SMART DUST: People and computers living in perfect harmony?

COMPUTERS have advanced so splendidly in the past few years that electricians are now able to make micro-computers the size of pinheads. The proposed applications for computers of this size range from modifying the weather to controlling the electrical infrastructure of large cities. Of course, it is wise to be wary of anything that is powerful and to analyse critically the potential of such technology before it involuntarily becomes an integral part of our lives.

SmartdustSmart dust is one particular brand of microcomputers that has been hailed as a society-changing element that will greatly improve and change the way we live our daily lives. Devised by Dr Kristofer Pister from the University of California in 2001, smart dust is able to gather information from its surrounding environment and send this to people or other computers.

Pictured right: Dr Kristofer Pister demonstrating the size of smart dust particles (Images: newilluminati.blog-city.com)

A smart dust particle or mote is a wireless sensor that has four basic functions — sensing, computation, communication and power — all built into one tiny package. With smart dust being so low powered and inexpensive, the idea is to spread it everywhere — in every building, on every street, in every electrical device and ultimately, in or on every human being.

What smart dust is able to do is create a large invisible network that, in theory, would be able to manage the infrastructure of even the largest city in the world. Streets and buildings would be able to recognise people and respond accordingly. Workplaces would recognise employees and buzz you into the building. Smart dust could even send a lift to your floor and boot up your PC.

++++++++

(AIM 1): In the rows, from their beginning through the line containing "[[[141,31],[150,31],[150,28],[138,28],[138,29]]]", inclusive, rename "overhead light fixture" to "ceiling lamp" and reproduce those lines with nothing else altered.

++++++++

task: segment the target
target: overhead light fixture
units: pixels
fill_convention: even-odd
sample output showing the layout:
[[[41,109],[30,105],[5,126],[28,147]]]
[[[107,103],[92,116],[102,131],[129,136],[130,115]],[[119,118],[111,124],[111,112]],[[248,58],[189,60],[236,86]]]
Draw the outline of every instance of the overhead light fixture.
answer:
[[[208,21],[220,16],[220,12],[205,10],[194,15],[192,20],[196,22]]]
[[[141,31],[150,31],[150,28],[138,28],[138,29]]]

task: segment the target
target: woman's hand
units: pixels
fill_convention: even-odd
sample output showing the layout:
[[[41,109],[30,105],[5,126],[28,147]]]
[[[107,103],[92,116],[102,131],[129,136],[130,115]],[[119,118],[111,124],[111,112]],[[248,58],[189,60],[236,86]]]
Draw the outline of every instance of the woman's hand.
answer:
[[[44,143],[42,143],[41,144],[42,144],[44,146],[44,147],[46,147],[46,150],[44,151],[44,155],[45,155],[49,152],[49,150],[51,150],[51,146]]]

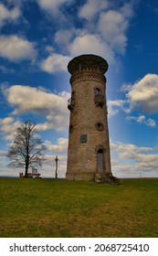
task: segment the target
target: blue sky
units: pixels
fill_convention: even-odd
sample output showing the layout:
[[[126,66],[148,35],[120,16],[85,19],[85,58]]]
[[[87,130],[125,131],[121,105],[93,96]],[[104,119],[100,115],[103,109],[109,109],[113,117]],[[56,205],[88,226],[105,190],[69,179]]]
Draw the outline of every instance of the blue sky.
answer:
[[[20,122],[47,145],[42,176],[65,176],[68,61],[109,63],[111,165],[118,177],[158,176],[157,0],[0,1],[0,176],[18,176],[5,154]]]

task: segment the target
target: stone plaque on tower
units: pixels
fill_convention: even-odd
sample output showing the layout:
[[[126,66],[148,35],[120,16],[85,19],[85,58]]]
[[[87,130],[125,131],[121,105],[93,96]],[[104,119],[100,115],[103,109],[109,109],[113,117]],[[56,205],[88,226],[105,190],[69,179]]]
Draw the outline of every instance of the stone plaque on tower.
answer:
[[[66,178],[115,180],[111,167],[107,118],[106,78],[108,63],[96,55],[81,55],[68,65],[71,74],[71,98]]]

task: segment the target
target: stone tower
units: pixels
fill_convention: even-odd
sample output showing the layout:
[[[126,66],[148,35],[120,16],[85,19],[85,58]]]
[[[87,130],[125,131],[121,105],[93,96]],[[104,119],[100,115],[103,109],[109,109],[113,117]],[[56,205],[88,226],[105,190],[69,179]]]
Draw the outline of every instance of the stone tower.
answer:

++++++++

(AIM 2): Go on with the article on smart dust from the point where it stops.

(FINAL ANSWER 1):
task: segment the target
target: ceiling lamp
units: pixels
fill_convention: even-odd
sample output showing the layout:
[[[41,109],[30,105],[5,126],[28,147]]]
[[[107,103],[92,116],[102,131],[129,136],[130,115]],[[119,118],[111,124],[111,112]],[[248,58],[189,60],[236,86]]]
Draw the outline of every instance of the ceiling lamp.
answer:
[[[208,21],[220,16],[220,12],[205,10],[194,15],[192,20],[196,22]]]
[[[141,31],[150,31],[150,28],[138,28],[138,29]]]

(FINAL ANSWER 2):
Of course the major concern involves privacy. If all of this information about you is available and gathered by smart dust, who else has access to it? Smart dust would also allow certain people to know exactly where you are at all times and could quite easily turn on you and deny you freedom of movement and access. It may sound like something from a movie, but the amount of control that powerful people could have on the masses via smart dust is certainly something to be cautious of.

What is a good idea is having smart dust monitor our roadways and transport systems. Smart dust scattered on the roads would be able to report potholes and traffic jams to commuters, and smart dust on the railways would be able to accurately report late trains in an instant. Bridges coated in smart dust would be able to report stress fractures, helping to avoid collapse and prevent disaster.

Smartdust

The first smart dust particles created in 2001, which were about the size of a deck of playing cards.

But do we want such fabric dispersed everywhere? Smart dust may be evolving to the microscopic level, but it is by no means undeniably safe. Several news reports were released in the past decade about a similar substance known as global environmental sensors (GEMS) that had been released into the atmosphere to monitor weather conditions. There was very little thought given to these electrical particles being inhaled once they descended to Earth, nor any given to the fact that several micro-organisms could ingest smart dust and die as a result.

It almost seems worth having to boot up your work PC manually and save a termite population in the process.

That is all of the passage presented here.